* Direction A *
In the determinant passage, which row is the mapping det required to be linear in?

* Given passage *
━━━━━━━━━━━━━━━━━━━━━━━━━━━━━━

In this section we always define $A \in \field^{n \times n}$ and $z_1, \cdots, z_n$ the row vectors of $A$. We declare the mapping
\[
    \det: \field^{n \times n} \longrightarrow \field
\]
and define
\[
    \det(A) := \det(z_1, z_2, \dots, z_n)  
\]

\begin{defi}
    There exists exactly one mapping $\det$ such that
    \begin{enumerate}[(i)]
        \item It is linear in the first row, i.e.
        \[
            \det(z_1 + \lambda\tilde{z_1}, z_2, \cdots, z_n) = \det(z_1, z_2, \cdots, z_n) + \lambda \det(\tilde{z_1}, z_2, \cdots, z_n)  
        \]

        \item If $\tilde{A}$ is obtained from $A$ by swapping two rows
        \[
            \det(A) = -\det(\tilde{A})

━━━━━━━━━━━━━━━━━━━━━━━━━━━━━━

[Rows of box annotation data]
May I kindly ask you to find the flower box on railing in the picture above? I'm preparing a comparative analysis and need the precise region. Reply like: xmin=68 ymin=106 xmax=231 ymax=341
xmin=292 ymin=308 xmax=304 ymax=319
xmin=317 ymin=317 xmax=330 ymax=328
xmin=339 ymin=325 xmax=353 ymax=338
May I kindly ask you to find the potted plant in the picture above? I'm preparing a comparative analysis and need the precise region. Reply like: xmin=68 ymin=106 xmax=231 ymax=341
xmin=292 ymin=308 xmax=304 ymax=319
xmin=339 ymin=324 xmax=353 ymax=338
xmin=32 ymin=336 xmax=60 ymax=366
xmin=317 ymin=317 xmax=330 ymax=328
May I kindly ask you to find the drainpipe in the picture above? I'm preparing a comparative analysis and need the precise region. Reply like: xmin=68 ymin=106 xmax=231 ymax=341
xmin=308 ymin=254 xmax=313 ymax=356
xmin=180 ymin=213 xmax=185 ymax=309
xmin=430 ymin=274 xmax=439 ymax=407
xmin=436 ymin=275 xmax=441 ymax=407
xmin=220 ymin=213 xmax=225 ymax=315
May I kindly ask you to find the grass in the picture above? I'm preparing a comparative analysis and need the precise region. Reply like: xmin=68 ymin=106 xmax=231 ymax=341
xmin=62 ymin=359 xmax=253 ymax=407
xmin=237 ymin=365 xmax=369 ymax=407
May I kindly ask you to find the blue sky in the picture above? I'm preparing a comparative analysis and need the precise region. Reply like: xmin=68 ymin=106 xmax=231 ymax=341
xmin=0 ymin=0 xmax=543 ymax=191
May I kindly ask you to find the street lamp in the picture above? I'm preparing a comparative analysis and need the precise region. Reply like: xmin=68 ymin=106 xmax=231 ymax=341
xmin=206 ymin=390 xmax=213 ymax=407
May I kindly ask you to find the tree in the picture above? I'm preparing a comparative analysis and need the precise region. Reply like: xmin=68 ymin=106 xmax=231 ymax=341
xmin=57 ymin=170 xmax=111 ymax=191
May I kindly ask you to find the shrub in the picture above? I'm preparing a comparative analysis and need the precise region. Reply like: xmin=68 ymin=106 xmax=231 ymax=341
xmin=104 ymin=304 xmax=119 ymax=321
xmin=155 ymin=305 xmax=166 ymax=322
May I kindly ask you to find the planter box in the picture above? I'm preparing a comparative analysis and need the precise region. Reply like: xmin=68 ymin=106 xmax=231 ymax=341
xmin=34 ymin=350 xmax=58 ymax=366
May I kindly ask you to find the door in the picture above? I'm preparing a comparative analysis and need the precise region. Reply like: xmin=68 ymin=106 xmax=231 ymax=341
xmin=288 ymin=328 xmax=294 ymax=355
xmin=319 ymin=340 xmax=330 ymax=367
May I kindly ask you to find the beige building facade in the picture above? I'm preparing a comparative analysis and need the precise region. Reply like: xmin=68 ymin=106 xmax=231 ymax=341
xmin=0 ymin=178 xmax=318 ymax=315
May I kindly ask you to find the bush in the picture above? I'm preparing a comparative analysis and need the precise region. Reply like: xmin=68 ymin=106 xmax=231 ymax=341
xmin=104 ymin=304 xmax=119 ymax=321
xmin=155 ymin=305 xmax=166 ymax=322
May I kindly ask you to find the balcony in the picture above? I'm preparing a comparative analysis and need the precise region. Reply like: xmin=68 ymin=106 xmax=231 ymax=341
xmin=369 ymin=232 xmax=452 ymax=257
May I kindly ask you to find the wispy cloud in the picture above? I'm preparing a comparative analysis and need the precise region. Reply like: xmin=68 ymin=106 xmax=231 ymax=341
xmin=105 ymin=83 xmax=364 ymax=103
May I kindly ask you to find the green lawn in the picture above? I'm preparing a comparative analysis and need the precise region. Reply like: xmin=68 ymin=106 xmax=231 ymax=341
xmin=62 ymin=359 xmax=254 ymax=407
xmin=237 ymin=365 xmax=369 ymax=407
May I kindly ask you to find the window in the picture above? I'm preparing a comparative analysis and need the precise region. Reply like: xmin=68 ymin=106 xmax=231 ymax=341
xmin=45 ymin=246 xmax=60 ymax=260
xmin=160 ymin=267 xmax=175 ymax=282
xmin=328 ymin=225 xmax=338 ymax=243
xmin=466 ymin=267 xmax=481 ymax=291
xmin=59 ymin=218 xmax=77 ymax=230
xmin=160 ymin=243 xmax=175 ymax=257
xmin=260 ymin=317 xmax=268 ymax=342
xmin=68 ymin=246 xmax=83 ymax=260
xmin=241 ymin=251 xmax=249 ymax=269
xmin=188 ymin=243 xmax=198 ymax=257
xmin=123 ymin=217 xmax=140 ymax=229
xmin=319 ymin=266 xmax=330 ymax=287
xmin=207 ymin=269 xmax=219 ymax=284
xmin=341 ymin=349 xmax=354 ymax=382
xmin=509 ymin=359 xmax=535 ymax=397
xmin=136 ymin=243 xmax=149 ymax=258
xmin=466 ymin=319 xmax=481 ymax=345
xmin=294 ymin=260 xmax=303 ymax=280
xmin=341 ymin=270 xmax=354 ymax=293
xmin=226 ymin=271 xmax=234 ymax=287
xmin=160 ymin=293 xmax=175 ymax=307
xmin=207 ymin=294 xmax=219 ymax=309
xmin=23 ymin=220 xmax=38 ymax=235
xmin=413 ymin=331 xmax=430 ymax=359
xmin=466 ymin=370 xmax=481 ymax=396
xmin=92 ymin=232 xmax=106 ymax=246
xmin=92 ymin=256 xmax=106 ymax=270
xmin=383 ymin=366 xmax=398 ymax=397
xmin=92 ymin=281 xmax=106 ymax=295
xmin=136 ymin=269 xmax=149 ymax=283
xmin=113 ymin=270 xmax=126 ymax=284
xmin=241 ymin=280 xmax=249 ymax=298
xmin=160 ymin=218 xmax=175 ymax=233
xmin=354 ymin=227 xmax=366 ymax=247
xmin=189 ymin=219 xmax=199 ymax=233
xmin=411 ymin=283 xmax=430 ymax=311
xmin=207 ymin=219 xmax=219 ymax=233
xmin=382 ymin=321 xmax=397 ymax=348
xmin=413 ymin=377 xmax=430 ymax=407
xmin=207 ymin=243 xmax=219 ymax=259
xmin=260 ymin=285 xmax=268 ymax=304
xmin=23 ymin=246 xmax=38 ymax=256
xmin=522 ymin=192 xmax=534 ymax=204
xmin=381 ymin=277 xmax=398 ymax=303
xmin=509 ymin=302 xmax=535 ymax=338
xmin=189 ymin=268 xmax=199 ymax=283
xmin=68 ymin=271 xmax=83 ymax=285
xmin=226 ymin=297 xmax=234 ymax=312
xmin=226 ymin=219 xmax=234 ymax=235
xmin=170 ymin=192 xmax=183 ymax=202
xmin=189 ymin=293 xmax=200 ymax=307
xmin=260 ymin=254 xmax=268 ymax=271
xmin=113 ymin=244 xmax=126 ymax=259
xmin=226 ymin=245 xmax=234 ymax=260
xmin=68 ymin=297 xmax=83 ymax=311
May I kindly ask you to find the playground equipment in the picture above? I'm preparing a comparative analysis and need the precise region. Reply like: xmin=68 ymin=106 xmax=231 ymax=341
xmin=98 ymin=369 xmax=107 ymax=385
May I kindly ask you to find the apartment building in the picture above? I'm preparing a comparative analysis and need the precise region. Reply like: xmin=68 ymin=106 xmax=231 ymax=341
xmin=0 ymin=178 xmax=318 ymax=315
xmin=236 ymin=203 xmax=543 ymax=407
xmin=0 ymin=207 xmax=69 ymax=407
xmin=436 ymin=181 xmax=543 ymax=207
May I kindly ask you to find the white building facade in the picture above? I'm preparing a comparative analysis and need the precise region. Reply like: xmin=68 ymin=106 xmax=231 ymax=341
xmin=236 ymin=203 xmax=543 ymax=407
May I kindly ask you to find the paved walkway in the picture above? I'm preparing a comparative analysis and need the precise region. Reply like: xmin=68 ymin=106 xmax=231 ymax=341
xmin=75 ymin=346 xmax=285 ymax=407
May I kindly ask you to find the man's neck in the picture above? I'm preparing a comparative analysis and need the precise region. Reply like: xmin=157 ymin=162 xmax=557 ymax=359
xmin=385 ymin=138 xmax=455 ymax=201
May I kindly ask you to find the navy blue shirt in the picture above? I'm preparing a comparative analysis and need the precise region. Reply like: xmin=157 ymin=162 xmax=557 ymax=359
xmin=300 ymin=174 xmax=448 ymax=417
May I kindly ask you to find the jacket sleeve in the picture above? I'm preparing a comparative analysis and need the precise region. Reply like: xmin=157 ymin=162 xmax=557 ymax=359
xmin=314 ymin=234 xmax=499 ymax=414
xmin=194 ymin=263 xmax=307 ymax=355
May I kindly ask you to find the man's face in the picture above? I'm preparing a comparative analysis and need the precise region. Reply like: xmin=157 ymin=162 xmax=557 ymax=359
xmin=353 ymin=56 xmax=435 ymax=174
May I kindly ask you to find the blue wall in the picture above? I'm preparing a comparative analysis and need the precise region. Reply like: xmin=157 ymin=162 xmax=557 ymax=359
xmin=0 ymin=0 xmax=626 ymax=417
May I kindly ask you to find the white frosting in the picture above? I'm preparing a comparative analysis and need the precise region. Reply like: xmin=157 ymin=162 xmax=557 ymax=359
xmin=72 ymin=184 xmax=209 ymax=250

━━━━━━━━━━━━━━━━━━━━━━━━━━━━━━

* Direction B *
Copy the records verbatim, starting at their first line and stopping after the line that contains "xmin=0 ymin=0 xmax=543 ymax=191".

* Exercise result A *
The first row.

* Exercise result B *
May I kindly ask you to find the flower box on railing in the picture above? I'm preparing a comparative analysis and need the precise region. Reply like: xmin=68 ymin=106 xmax=231 ymax=341
xmin=292 ymin=308 xmax=304 ymax=319
xmin=317 ymin=317 xmax=330 ymax=328
xmin=339 ymin=325 xmax=353 ymax=338
May I kindly ask you to find the potted plant in the picture above? I'm preparing a comparative analysis and need the precise region. Reply like: xmin=68 ymin=106 xmax=231 ymax=341
xmin=292 ymin=308 xmax=304 ymax=319
xmin=339 ymin=324 xmax=353 ymax=338
xmin=32 ymin=336 xmax=60 ymax=366
xmin=317 ymin=317 xmax=330 ymax=328
May I kindly ask you to find the drainpipe in the picture above? I'm preparing a comparative analysis and need the precise region. Reply like: xmin=68 ymin=106 xmax=231 ymax=341
xmin=308 ymin=254 xmax=313 ymax=356
xmin=180 ymin=213 xmax=185 ymax=309
xmin=430 ymin=274 xmax=439 ymax=407
xmin=436 ymin=275 xmax=441 ymax=407
xmin=220 ymin=213 xmax=225 ymax=315
May I kindly ask you to find the grass in the picture above? I'm preparing a comparative analysis and need the precise region. Reply like: xmin=68 ymin=106 xmax=231 ymax=341
xmin=62 ymin=359 xmax=253 ymax=407
xmin=237 ymin=365 xmax=369 ymax=407
May I kindly ask you to find the blue sky in the picture above? I'm preparing a comparative analysis and need the precise region. Reply like: xmin=68 ymin=106 xmax=231 ymax=341
xmin=0 ymin=0 xmax=543 ymax=191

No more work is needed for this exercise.